▸ Problem description:
Starting at the line that holds "Target: white door" and stopping at the line that holds "like [[509, 289]].", restate the records below word for word, with both of those lines included.

▸ Data records:
----
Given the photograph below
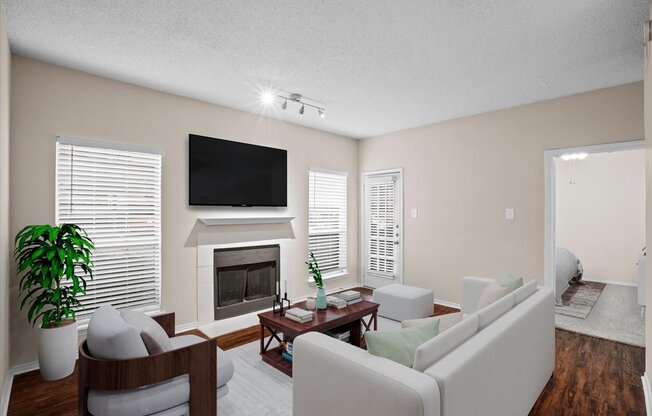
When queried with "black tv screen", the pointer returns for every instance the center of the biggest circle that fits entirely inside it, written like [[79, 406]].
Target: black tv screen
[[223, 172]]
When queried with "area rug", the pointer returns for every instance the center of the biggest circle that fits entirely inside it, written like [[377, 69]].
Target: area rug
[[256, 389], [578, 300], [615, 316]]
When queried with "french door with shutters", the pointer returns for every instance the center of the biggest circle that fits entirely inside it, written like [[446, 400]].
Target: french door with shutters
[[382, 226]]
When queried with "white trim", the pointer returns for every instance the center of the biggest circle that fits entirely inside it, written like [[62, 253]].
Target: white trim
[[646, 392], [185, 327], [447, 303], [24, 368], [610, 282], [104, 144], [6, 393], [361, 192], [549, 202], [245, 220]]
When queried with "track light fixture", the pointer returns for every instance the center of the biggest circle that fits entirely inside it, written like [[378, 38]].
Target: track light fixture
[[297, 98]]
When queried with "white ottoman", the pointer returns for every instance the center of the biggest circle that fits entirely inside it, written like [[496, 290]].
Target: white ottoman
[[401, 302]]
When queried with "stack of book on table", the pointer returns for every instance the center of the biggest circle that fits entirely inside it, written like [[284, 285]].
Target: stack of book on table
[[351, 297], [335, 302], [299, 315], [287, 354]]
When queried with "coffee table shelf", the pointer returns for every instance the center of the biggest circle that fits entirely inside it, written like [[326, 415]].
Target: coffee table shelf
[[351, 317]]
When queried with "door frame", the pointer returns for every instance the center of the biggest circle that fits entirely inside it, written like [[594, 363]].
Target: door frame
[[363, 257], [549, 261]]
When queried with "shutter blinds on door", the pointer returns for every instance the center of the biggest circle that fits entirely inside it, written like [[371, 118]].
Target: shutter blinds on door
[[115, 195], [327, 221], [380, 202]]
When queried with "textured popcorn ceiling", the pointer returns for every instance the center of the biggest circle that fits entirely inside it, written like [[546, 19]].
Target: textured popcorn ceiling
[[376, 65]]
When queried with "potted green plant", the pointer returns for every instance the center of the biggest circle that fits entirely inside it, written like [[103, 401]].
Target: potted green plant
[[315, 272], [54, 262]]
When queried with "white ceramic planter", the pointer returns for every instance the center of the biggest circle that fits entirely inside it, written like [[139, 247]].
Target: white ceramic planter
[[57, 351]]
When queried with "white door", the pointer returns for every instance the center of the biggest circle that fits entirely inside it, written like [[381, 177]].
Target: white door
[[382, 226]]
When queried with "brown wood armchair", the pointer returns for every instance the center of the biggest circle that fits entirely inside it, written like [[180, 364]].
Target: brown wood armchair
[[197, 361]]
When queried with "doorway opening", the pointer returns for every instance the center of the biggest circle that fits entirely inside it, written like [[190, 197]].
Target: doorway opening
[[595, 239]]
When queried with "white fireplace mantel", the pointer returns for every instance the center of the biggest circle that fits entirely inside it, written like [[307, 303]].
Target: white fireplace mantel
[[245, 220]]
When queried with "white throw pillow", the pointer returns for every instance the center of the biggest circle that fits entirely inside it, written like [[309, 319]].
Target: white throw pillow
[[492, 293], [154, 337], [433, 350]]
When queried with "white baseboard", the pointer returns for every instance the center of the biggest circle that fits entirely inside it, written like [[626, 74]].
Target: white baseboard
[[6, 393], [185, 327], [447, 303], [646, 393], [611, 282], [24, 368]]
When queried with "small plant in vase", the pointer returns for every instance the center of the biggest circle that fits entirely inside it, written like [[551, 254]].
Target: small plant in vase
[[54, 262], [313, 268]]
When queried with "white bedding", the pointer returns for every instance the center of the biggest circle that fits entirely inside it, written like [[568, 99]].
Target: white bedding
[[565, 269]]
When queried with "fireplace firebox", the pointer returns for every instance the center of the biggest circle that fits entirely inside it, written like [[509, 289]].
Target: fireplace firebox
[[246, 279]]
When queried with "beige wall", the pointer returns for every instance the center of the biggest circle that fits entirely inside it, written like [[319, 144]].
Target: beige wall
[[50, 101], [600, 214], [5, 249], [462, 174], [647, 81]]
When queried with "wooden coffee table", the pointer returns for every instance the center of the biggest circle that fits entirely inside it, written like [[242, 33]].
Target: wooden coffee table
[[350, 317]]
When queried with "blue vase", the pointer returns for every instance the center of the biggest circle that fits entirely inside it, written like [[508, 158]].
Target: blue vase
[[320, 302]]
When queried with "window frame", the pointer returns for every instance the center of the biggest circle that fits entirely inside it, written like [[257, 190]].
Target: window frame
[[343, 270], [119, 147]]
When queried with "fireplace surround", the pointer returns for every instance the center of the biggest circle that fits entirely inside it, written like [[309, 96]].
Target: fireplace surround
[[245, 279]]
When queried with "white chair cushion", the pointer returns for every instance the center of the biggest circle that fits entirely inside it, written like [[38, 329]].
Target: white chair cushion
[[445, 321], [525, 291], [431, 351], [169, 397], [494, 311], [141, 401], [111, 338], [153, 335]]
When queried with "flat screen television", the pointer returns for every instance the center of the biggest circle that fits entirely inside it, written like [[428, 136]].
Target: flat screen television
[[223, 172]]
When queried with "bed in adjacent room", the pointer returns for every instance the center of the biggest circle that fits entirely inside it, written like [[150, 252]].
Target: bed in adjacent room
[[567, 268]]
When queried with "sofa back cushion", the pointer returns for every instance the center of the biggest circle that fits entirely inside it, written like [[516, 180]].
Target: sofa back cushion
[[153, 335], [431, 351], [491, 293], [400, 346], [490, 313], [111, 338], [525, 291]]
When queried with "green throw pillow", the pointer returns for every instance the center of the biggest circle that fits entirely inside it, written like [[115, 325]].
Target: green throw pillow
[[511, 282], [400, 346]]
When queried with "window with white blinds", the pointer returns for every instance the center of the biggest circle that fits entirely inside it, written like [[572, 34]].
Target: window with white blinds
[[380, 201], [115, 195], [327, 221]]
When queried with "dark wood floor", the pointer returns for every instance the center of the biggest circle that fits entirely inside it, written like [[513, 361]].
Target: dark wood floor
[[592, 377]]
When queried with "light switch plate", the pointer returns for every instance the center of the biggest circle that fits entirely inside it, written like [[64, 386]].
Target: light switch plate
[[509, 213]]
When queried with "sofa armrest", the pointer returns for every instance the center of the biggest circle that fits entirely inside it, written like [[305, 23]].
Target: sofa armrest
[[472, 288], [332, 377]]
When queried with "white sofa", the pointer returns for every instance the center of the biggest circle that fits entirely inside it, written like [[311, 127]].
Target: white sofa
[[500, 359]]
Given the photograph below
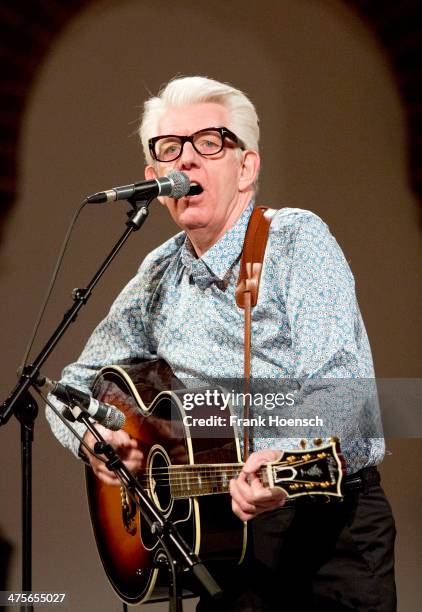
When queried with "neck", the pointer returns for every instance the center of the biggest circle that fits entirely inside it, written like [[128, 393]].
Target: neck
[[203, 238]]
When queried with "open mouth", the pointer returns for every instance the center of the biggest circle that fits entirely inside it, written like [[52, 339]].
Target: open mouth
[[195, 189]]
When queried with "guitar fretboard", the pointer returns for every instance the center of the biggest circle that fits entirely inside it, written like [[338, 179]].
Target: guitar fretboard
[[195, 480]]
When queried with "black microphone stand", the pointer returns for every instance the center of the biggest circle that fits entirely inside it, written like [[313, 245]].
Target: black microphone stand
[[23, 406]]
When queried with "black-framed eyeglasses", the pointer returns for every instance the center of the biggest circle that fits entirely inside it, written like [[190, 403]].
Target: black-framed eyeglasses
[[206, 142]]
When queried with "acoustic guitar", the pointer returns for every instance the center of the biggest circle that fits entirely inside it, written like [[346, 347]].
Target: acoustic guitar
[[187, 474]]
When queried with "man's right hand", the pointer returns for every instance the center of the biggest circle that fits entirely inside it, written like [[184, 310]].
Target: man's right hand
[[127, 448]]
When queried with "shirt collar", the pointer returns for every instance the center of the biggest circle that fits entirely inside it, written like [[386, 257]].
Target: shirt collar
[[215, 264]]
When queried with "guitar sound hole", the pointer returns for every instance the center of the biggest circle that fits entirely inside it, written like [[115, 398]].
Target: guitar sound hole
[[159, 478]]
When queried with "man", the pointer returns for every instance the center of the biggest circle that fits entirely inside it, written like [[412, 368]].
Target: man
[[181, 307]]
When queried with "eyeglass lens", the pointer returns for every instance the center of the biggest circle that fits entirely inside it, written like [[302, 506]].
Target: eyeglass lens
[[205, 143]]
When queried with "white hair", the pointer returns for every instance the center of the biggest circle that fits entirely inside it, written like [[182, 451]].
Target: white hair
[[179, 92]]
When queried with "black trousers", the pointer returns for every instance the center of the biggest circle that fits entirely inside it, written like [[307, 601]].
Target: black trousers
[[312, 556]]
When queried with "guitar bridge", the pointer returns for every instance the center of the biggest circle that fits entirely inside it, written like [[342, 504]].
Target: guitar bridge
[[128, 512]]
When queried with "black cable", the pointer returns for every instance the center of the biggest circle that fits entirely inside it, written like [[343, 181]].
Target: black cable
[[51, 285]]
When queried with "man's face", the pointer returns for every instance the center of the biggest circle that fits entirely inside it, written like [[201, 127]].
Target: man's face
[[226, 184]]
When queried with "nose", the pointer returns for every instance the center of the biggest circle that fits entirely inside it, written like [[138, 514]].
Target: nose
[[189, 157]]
----
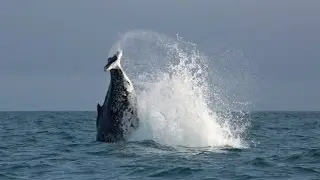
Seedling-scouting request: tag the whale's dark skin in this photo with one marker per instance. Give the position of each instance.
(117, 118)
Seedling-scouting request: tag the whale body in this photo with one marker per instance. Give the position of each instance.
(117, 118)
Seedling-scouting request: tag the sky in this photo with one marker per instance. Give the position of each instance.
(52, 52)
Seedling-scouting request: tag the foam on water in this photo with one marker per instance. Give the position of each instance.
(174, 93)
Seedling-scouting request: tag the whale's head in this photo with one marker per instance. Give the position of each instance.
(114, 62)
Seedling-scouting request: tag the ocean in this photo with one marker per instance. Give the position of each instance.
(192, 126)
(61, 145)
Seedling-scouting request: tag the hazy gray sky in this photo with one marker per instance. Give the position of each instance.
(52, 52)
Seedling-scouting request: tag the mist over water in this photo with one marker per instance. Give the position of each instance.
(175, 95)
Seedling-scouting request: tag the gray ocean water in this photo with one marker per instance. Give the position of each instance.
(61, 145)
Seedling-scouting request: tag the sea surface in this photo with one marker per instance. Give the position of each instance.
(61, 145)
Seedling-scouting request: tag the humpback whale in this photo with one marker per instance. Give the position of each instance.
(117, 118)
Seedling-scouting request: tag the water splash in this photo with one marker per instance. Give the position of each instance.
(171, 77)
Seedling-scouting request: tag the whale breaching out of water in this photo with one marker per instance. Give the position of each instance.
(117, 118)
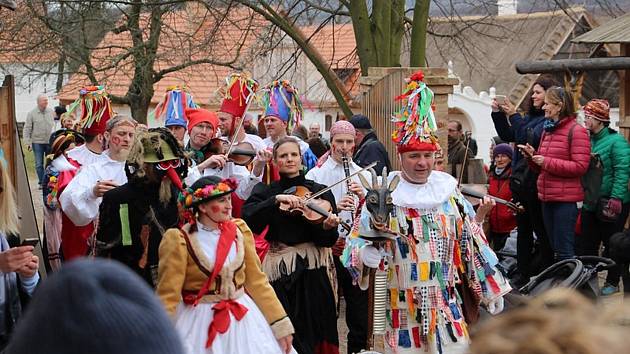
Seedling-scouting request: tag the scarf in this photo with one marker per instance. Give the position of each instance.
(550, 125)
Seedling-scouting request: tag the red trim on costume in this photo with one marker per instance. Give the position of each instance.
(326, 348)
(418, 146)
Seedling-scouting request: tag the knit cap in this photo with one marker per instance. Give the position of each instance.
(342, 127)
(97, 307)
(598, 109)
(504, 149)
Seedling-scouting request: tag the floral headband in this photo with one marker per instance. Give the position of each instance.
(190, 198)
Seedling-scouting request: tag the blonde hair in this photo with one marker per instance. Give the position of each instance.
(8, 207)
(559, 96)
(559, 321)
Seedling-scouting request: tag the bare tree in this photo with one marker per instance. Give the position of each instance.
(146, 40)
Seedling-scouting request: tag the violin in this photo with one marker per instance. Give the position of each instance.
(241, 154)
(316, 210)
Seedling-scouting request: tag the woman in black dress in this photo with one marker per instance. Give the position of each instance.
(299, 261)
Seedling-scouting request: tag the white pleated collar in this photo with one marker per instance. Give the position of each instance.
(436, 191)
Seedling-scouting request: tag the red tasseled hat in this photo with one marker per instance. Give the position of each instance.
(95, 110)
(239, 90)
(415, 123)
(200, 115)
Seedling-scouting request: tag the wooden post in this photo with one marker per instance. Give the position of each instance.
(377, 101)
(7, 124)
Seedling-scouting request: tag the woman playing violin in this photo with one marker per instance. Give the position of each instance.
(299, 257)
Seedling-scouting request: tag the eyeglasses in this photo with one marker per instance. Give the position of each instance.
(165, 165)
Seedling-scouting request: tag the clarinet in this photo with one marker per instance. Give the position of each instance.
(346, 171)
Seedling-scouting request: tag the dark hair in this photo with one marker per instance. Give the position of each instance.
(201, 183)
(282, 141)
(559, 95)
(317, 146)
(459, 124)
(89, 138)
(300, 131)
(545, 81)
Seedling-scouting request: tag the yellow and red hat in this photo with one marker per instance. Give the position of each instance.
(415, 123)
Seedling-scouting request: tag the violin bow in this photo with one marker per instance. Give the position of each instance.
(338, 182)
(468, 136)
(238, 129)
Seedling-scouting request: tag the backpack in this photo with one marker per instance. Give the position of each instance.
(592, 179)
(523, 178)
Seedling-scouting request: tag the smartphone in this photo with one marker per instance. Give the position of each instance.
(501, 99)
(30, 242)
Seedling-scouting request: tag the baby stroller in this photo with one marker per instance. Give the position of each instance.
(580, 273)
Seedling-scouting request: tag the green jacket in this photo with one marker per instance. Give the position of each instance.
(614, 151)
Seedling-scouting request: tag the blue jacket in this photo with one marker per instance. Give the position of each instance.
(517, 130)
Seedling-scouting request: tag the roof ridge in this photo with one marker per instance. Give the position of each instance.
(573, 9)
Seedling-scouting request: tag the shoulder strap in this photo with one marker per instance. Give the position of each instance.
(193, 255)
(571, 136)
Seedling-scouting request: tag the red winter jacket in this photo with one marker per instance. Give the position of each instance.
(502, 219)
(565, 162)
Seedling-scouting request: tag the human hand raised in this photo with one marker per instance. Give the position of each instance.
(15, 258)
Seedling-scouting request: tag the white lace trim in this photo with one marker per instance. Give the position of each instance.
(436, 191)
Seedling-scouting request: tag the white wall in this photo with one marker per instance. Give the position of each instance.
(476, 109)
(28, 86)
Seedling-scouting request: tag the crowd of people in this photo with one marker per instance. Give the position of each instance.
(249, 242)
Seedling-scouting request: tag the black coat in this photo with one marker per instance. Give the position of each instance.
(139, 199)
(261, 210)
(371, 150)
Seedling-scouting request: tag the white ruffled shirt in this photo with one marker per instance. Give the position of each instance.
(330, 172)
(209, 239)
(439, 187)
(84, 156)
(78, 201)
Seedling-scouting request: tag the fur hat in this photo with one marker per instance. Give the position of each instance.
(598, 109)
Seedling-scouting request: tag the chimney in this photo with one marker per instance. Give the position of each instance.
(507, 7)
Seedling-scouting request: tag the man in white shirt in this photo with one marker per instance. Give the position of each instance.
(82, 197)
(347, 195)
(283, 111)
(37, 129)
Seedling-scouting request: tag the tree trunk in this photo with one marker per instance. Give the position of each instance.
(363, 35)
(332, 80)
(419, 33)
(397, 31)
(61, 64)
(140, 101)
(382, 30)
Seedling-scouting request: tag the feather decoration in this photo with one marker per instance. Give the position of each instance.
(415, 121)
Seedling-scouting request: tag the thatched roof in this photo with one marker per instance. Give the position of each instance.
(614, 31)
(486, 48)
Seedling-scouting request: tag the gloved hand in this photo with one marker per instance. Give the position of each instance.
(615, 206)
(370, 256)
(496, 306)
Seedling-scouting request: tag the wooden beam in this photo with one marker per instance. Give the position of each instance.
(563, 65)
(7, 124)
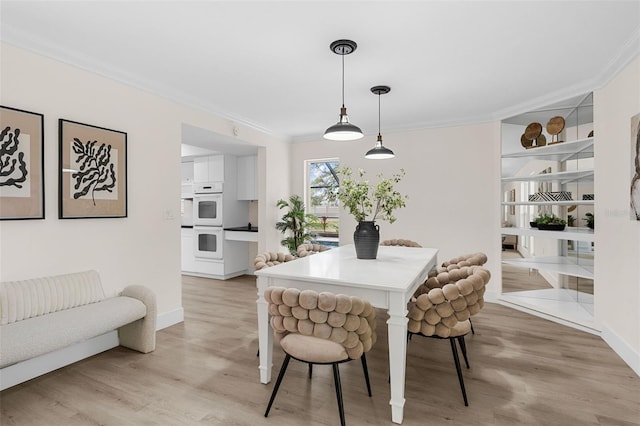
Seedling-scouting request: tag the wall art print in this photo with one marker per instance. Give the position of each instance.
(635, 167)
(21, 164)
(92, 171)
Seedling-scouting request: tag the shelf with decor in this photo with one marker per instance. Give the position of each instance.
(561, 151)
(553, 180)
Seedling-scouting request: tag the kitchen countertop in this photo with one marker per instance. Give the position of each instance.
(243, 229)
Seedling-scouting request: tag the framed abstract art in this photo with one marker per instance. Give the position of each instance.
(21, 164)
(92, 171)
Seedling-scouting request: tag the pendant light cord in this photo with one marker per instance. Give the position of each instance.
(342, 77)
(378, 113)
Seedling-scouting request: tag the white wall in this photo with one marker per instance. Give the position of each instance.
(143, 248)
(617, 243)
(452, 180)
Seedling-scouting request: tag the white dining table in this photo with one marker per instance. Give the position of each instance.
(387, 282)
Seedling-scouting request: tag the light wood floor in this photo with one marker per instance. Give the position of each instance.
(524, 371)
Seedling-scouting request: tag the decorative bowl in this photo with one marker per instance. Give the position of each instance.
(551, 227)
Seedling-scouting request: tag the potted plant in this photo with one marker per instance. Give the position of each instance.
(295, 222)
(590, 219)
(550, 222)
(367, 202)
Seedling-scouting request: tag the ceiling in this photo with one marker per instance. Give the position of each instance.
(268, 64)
----
▸ Your solution:
Target: white door
[[382, 226]]
When queried with "brown wood armchair", the pointer returns for every instance the center of the biggest circle that fits entirely inside it, written like [[180, 364]].
Target: brown wood armchair
[[197, 361]]
When queried with "doorway opening", the pointer returns for every instance the center of the biggest circle that fits entirely inside it, written like [[190, 197]].
Target: doorway opening
[[595, 239]]
When queried with "white fireplace mantel", the pointer returns for every instance the center of the biggest circle that fits entirely inside it, written like [[307, 303]].
Target: white fireplace mantel
[[245, 220]]
When queried with "white throw pillow", the pointer returns for every instance the center of the biggest circle that fits entirely inside it, written like [[309, 319]].
Target: white throw pillow
[[492, 293], [154, 337], [433, 350]]
When queried with "white baseboard", the pointer returns for every instance the center of the biggest circle that fits entirely inside it, written like [[626, 74]].
Target: white baseboard
[[6, 393], [185, 327], [447, 303], [646, 393], [611, 282], [24, 368]]
When queried with "small plant in vase", the pointer returns for every instance the center of the biggest circle that fits entirely inside it, written like [[551, 254]].
Target: small plant in vase
[[54, 262], [313, 268]]
When queried with "white bedding", the pointer returns for every instance the center of the biggest circle that fits entirely inside it, written like [[568, 99]].
Target: white bedding
[[565, 269]]
When queried with "fireplace firebox", the pointer returns for every instance the center of the biggest circle that fits entirely inside it, written like [[509, 289]].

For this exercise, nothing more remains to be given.